Write out the stretch of the blog post about burying a pet rabbit from "This is what" through "is a big one.", copying it word for word.

• Text block:
------------------------------------

Sunday, June 26, 2011

This is what it means to be grown up

So many things I used to thin would mark me being grown up.  First I thought it was when I got a job, then when I bought my first car, then when I moved out of home, then when I had a child, left my ex, then little things like booking the car in for a service on time, remembering that rego was due despite the fact I didn't recieve the letter...  But today is a big one. 

On Saturday we came home and discovered that our English angora, Rob Anybody, had Floppy Bunny Syndrome.  I spent the next 24 hours nursing him, keeping him warm and hydrated, trying to get food into him, every hour.  He looked to be pulling through but sadly at around midday on Sunday he slipped away.  He was calm and peaceful and not in any pain.  My son Ianto is heartbroken (Anouke is too young to comprehend death).  But the thing that has made this a 'grown up' moment is that I have to bury him.  It is a chore I would rather not do.  I really don't want to go out in the rain, dig a hole and place my lovely bunny in it and cover him over.  But there is no one else to do it, and I feel that I should too.  This is something that has to be done.  It can't be got away from and it feels heavy.  I can put off dealing with his hutch til the sadness subsides, I can leave the fibre I harvested from him and hadn't got around to dealing with yet but I can't put this off.  So today I feel like an adult.  And it sucks.

------------------------------------

• Records shown:
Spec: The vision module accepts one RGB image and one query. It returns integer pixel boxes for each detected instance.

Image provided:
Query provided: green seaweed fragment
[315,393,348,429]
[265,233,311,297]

------------------------------------

• Solution:
This is what it means to be grown up

So many things I used to thin would mark me being grown up.  First I thought it was when I got a job, then when I bought my first car, then when I moved out of home, then when I had a child, left my ex, then little things like booking the car in for a service on time, remembering that rego was due despite the fact I didn't recieve the letter...  But today is a big one.